#### [GIVEN TASK A]
Translate into Spanish the following sentence from the passage on Sweden's refugee situation: "In 2017, there were a total of 306 shooting incidents across Sweden."

#### [PROVIDED PASSAGE]
☆ ☆ ☆ ☆ ☆

In 2015, the year of the Syrian refugee crisis, Sweden accepted over 160,000 refugees, more refugees per capita than any other European nation. The sparsely-populated country prides itself on its generosity towards newcomers, and Sweden’s foreign minister even declared the country to be a “humanitarian superpower.” Years later, Sweden continues to be one of two European nations (the other being Germany) to have opened its borders to such a drastic extent, having accepted approximately three out of every four asylum seekers in 2015.
Since 2015, the Swedish government, in coordination with United Nations, has worked tirelessly to establish an adequate resettlement program for incoming refugees. This resettlement program includes the installation of resettlement camps, procurement of necessary travel documents for incoming refugees, and even a Swedish cultural class to help refugees adjust to life in Sweden. Despite these measures, however, the nation still faces a series of challenges spurned by its handling of their immigration situation.
One issue that Sweden faces with recent immigration is the multiple cultural differences existing between new refugees and more practiced members of Swedish society. Paul Connolly, a contributing writer for The Local (a Swedish news source published in English), holds that incoming refugees are often not as aware of heavily-emphasized Swedish values such as gender equality and economic welfare. This lack of awareness allegedly causes intense clashes of ideals, and compromises Sweden’s “morally-superior” values.
Perhaps the most glaring problem since the influx of refugees in 2015 is the vast increase in gang-related crime, mainly within immigrant communities. In 2017, there were a total of 306 shooting incidents across Sweden. While the rate of violent crime is still relatively low and even decreasing in some places, the number of weapons trafficked into Sweden is skyrocketing. Gangs are finding it easy to smuggle weapons, which are mostly left over from the Bosnian War of the 1990s, through a globalized Europe with little border security.

☆ ☆ ☆ ☆ ☆

#### [MATERIAL FOR THIS TASK]
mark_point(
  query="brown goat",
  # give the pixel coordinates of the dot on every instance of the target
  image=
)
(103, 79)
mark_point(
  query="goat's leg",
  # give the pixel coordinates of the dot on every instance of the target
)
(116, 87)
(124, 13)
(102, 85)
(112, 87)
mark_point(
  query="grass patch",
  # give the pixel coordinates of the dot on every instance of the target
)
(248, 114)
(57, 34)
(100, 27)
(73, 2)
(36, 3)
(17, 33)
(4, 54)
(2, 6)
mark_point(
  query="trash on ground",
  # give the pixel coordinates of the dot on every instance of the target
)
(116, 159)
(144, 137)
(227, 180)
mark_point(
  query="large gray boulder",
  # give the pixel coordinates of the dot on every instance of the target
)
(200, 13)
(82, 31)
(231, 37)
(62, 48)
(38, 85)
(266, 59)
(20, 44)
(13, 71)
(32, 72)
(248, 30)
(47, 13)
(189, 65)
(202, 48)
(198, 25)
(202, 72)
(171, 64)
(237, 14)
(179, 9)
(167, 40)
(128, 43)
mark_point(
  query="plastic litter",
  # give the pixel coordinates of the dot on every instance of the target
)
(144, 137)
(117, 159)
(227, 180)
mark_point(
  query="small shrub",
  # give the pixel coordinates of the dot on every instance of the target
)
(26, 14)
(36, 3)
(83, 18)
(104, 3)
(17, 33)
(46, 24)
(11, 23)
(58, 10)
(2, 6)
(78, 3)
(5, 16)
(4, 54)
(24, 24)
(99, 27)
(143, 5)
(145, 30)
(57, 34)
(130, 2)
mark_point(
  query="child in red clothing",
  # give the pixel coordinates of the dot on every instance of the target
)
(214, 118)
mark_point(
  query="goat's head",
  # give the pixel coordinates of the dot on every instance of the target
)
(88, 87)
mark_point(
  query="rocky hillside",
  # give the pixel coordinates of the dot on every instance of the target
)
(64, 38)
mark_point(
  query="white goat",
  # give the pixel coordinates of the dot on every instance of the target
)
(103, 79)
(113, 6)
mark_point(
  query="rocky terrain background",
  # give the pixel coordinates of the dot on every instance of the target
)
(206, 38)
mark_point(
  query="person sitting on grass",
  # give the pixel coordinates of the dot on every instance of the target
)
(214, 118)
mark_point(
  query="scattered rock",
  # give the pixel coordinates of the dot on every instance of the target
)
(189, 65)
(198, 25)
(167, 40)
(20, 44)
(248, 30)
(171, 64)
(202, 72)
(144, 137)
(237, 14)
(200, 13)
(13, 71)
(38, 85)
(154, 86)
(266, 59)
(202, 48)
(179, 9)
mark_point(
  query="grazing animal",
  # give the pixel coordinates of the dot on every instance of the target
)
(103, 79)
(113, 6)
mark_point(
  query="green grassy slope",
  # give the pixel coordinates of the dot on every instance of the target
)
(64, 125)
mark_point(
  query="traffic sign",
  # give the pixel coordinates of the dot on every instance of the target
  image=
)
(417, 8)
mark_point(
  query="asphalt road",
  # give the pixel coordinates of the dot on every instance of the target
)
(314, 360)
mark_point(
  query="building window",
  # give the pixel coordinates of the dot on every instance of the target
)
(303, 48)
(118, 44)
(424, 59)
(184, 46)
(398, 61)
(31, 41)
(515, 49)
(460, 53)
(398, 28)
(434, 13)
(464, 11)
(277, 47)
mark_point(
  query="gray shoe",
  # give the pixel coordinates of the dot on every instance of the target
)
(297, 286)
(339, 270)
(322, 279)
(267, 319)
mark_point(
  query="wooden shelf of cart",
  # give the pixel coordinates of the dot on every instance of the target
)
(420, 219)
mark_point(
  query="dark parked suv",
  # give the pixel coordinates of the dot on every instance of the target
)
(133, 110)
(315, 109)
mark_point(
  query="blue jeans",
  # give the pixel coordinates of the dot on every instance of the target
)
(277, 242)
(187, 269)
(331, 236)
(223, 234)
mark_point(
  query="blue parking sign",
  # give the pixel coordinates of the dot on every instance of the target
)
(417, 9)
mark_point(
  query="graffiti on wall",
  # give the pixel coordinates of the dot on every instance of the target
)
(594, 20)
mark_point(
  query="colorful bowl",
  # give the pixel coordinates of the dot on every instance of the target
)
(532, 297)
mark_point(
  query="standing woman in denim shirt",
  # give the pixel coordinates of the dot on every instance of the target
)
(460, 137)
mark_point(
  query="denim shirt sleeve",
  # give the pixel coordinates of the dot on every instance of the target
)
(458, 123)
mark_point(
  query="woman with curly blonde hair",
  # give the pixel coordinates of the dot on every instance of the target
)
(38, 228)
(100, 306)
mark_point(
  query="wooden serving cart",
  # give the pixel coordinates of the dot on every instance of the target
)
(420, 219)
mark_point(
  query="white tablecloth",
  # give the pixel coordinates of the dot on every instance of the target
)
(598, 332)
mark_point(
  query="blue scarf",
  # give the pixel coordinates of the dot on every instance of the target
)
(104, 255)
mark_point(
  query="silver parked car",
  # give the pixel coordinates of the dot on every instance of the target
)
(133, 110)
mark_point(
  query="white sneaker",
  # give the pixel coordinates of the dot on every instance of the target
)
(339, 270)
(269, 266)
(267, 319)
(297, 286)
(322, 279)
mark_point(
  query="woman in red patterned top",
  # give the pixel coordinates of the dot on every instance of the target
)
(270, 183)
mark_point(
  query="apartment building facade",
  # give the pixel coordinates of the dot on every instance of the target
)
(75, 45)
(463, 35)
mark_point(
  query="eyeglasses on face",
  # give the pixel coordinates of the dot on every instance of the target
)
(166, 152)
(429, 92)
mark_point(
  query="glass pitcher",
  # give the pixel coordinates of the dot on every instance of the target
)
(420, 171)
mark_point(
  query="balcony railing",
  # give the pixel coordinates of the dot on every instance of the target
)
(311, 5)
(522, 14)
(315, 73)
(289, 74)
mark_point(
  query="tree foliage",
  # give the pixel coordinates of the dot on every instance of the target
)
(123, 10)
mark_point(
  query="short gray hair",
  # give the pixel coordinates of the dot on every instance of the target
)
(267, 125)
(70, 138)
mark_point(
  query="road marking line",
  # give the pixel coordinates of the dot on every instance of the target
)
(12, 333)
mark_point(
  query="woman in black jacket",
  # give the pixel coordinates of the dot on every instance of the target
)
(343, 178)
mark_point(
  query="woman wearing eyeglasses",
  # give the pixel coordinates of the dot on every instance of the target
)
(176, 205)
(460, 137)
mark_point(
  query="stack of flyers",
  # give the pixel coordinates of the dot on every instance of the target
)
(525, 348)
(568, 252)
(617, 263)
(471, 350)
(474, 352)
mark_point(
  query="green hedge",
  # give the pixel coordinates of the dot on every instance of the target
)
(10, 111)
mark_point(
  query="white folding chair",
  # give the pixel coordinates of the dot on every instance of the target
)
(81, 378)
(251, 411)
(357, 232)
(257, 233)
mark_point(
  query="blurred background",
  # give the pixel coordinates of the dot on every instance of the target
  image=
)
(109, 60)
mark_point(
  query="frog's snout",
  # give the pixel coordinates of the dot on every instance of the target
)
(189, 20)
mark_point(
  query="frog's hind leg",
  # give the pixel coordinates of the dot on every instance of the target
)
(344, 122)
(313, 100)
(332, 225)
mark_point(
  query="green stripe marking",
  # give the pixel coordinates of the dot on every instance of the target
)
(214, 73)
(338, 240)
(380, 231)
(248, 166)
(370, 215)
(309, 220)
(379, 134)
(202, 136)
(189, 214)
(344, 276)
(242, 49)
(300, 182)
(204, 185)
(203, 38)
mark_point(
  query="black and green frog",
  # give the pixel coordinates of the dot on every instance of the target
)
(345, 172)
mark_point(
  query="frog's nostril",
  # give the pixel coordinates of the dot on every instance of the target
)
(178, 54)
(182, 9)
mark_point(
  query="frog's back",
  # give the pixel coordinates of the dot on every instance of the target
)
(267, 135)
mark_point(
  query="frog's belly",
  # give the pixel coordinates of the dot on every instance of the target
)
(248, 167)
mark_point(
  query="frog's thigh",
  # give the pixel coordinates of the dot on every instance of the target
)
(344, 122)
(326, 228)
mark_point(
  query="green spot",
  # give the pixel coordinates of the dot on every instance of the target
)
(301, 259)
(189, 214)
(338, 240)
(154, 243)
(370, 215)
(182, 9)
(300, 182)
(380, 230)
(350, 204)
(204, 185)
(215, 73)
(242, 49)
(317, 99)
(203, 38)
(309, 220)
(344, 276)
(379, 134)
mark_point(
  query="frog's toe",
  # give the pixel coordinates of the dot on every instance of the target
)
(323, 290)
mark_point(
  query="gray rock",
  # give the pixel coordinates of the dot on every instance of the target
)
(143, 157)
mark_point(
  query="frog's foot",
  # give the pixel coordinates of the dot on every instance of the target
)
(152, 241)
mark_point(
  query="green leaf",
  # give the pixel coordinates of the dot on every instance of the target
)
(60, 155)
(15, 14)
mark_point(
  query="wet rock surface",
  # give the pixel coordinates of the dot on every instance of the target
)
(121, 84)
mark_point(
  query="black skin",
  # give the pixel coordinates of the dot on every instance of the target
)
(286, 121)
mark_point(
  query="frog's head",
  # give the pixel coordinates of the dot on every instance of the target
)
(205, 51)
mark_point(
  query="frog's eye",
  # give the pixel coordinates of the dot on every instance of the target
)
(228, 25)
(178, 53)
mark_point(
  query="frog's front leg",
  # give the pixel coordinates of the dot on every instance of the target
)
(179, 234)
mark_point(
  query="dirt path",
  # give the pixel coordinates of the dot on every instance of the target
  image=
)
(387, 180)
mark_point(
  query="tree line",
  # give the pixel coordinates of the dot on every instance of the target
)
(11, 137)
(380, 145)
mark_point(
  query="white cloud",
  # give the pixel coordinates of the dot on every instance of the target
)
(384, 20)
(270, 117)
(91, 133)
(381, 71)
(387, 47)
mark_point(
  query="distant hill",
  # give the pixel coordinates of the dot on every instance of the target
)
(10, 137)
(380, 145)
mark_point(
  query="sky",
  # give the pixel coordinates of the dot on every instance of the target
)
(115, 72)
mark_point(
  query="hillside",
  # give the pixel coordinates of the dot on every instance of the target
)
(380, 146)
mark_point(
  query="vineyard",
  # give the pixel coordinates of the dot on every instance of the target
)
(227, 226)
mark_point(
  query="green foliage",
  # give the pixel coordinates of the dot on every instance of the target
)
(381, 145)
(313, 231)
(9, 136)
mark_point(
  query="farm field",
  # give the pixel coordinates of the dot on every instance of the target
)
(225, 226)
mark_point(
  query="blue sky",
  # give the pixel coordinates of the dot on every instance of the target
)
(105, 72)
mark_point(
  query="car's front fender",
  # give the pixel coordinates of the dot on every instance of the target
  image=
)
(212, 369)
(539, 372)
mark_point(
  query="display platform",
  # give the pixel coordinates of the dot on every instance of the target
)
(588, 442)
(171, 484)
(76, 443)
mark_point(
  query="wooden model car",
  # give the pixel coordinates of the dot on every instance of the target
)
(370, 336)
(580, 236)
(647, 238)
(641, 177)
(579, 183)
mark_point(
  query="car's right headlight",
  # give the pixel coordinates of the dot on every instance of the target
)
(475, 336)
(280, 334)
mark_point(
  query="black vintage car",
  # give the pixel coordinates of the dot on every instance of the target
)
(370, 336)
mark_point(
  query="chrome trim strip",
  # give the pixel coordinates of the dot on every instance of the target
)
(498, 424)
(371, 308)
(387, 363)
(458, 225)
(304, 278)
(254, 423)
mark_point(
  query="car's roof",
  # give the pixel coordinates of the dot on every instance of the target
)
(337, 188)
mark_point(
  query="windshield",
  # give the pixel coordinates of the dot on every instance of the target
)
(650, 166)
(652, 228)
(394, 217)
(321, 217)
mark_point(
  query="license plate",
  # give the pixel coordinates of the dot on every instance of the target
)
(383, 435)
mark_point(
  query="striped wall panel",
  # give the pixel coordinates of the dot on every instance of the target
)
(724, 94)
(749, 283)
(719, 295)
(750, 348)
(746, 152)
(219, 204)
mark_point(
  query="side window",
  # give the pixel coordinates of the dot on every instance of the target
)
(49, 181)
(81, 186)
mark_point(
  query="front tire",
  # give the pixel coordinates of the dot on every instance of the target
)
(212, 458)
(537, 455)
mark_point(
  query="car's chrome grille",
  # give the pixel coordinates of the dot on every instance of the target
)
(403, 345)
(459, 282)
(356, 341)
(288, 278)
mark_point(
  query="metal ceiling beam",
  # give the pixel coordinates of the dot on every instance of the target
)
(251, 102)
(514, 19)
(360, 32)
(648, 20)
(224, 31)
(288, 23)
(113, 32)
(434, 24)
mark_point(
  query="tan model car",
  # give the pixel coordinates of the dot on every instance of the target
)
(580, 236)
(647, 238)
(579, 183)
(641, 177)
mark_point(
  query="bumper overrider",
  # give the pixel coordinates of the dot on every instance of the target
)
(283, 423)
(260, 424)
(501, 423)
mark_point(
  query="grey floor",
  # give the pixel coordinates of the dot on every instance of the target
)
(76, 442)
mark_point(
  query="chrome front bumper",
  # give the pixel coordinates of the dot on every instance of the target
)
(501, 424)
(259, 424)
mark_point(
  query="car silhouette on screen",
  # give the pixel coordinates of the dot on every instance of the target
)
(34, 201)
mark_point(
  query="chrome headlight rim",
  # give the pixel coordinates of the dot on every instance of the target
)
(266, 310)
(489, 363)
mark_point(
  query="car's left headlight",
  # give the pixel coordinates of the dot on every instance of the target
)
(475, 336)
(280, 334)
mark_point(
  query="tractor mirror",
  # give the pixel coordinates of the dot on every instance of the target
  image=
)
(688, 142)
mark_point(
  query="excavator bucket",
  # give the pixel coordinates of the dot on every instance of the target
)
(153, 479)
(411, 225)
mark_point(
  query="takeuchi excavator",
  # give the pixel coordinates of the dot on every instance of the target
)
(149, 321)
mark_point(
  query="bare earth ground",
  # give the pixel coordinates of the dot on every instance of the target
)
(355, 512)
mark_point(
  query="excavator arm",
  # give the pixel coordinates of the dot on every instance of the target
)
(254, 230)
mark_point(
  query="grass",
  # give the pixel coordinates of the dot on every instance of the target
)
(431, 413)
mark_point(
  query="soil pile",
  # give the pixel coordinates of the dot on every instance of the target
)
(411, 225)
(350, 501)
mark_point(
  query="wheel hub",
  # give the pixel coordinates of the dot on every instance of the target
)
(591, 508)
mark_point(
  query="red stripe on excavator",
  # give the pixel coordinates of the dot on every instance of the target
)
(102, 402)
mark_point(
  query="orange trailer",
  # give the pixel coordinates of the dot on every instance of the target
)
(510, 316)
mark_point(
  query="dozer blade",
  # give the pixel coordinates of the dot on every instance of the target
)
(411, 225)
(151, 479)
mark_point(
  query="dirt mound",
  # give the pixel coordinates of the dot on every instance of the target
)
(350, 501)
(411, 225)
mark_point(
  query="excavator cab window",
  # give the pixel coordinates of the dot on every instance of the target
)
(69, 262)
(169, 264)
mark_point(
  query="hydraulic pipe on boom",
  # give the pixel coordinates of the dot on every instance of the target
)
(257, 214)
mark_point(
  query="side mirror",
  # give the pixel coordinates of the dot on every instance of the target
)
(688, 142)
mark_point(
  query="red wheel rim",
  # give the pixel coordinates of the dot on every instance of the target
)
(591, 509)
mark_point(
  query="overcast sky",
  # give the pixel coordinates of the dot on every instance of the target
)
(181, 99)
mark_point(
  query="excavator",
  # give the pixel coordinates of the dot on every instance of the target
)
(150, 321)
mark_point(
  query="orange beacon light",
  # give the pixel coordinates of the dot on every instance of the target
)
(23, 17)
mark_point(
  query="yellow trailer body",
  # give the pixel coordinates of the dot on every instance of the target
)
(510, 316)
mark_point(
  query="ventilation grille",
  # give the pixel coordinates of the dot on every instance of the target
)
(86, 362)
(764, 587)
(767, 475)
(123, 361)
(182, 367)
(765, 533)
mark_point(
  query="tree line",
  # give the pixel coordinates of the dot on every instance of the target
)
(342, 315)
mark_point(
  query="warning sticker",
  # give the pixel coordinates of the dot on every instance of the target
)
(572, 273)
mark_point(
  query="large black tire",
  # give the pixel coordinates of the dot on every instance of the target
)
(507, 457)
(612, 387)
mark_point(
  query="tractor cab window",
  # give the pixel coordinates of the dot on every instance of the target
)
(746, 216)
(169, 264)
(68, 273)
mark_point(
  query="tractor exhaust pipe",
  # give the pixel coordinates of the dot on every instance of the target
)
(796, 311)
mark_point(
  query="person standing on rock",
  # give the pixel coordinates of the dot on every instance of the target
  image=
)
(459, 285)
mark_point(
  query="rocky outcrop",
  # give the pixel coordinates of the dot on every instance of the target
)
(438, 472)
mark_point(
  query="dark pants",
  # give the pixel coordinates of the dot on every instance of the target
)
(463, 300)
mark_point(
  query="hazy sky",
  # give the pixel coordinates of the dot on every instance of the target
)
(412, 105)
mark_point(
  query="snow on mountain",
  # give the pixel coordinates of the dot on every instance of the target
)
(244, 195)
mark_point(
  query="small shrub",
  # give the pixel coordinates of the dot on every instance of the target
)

☆ ☆ ☆ ☆ ☆

#### [GIVEN TASK B]
Display every line of the entries that contains the string "denim".

#### [FINISHED ANSWER A]
En 2017 hubo un total de 306 incidentes con disparos en Suecia.

#### [FINISHED ANSWER B]
  query="standing woman in denim shirt",
  query="denim shirt sleeve",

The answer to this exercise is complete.